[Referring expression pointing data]
-------------------------
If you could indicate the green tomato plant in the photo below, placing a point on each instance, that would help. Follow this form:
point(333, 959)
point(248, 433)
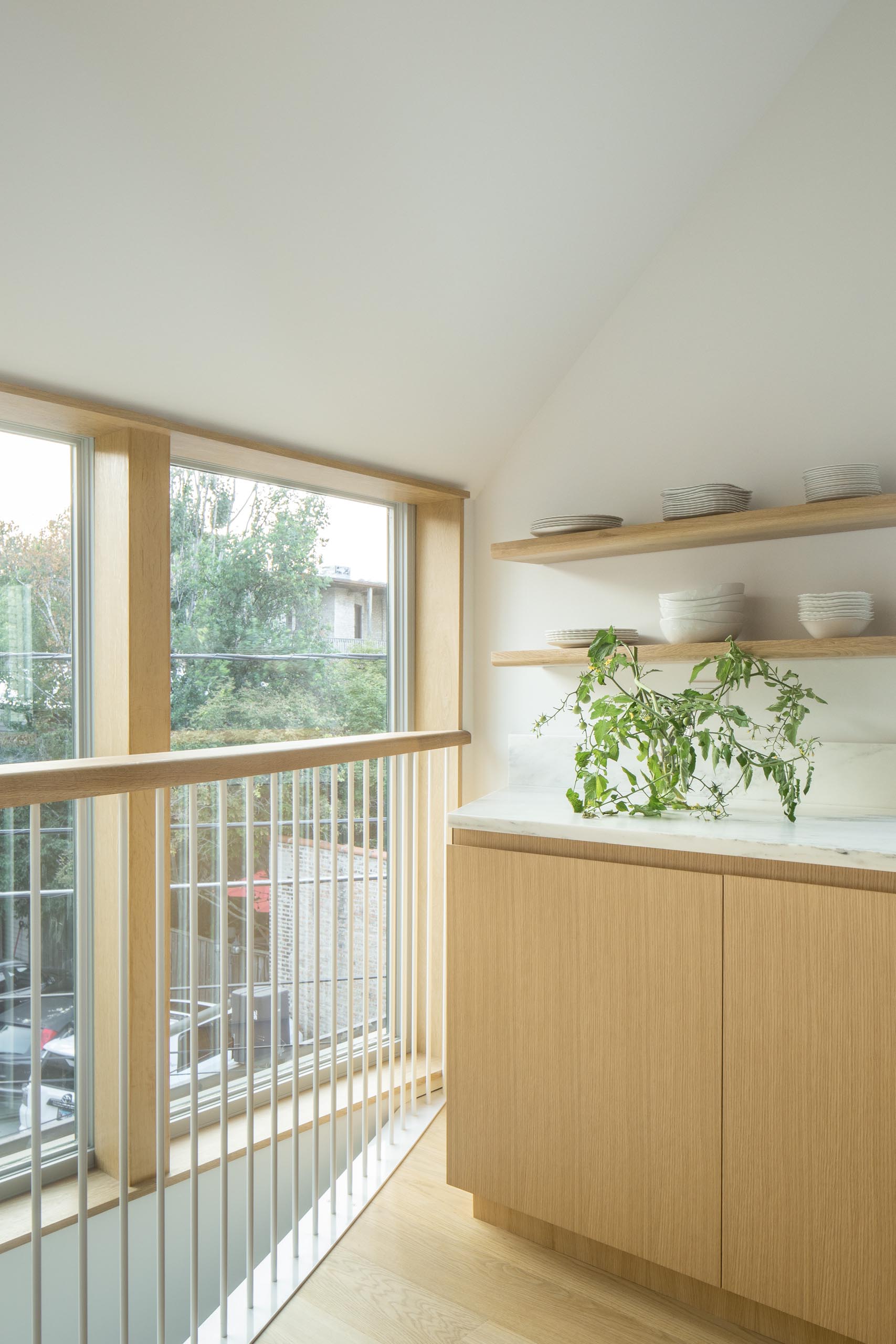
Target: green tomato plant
point(679, 740)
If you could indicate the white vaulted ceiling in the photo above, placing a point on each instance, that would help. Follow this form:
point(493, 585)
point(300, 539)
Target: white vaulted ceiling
point(382, 229)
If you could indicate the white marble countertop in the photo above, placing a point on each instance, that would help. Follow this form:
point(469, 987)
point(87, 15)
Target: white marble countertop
point(824, 836)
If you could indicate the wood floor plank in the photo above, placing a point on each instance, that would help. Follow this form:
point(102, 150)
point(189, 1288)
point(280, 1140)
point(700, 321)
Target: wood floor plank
point(492, 1334)
point(417, 1268)
point(307, 1321)
point(387, 1307)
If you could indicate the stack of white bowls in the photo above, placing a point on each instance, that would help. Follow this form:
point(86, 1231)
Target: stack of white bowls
point(583, 639)
point(699, 500)
point(703, 616)
point(574, 523)
point(836, 616)
point(841, 483)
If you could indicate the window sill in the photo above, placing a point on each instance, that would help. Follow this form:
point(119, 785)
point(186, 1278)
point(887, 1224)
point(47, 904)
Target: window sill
point(59, 1205)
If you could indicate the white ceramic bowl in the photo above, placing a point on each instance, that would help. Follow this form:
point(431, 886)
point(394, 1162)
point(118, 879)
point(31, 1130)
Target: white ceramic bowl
point(836, 628)
point(699, 632)
point(719, 591)
point(700, 605)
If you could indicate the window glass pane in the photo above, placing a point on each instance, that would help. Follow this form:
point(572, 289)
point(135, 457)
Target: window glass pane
point(280, 620)
point(37, 723)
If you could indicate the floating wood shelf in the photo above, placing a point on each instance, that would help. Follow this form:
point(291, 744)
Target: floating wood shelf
point(762, 524)
point(863, 647)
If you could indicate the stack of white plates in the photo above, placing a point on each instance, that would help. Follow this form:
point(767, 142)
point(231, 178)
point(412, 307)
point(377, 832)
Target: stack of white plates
point(698, 500)
point(574, 523)
point(841, 483)
point(703, 616)
point(832, 616)
point(582, 639)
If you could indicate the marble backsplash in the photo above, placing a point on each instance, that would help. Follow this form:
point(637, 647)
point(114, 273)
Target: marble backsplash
point(849, 776)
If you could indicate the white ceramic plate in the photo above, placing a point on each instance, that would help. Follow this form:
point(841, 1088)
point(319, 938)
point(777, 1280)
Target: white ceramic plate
point(836, 628)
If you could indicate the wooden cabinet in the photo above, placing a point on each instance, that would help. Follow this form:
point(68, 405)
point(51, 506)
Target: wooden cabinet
point(810, 1104)
point(585, 1049)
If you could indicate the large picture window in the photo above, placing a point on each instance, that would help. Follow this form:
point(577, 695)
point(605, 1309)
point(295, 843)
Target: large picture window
point(44, 717)
point(280, 631)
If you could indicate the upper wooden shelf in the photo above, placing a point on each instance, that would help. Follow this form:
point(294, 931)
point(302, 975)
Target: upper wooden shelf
point(762, 524)
point(863, 647)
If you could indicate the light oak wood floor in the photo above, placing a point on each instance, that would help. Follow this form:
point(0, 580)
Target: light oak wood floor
point(419, 1269)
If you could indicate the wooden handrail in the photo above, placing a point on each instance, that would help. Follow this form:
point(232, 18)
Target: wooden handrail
point(92, 777)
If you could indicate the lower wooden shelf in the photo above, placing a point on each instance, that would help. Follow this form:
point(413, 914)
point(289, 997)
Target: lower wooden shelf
point(863, 647)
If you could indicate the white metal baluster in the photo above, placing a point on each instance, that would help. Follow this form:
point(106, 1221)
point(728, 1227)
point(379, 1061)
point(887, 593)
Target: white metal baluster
point(296, 988)
point(250, 1042)
point(123, 1067)
point(381, 908)
point(35, 1088)
point(428, 975)
point(316, 1049)
point(193, 855)
point(445, 842)
point(333, 979)
point(275, 1012)
point(224, 978)
point(366, 953)
point(416, 904)
point(350, 983)
point(81, 1057)
point(393, 939)
point(406, 925)
point(163, 1065)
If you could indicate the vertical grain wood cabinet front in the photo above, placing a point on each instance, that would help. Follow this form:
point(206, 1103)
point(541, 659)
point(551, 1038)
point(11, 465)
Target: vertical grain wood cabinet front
point(810, 1104)
point(585, 1049)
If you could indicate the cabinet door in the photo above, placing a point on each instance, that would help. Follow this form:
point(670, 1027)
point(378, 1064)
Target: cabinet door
-------------------------
Would you copy out exactly the lines above that start at the one containing "If you could indicate the lower" and end at the one containing "point(887, 593)", inclusive?

If you could indicate the lower wooden shelf in the photo above, placing a point on each instance, that would help. Follow this form:
point(413, 914)
point(289, 997)
Target: lower wooden shelf
point(863, 647)
If you could indicate the white metal baluster in the photo above, placing a point on each instance, that would help. Follow this form:
point(106, 1221)
point(728, 1227)
point(379, 1061)
point(887, 593)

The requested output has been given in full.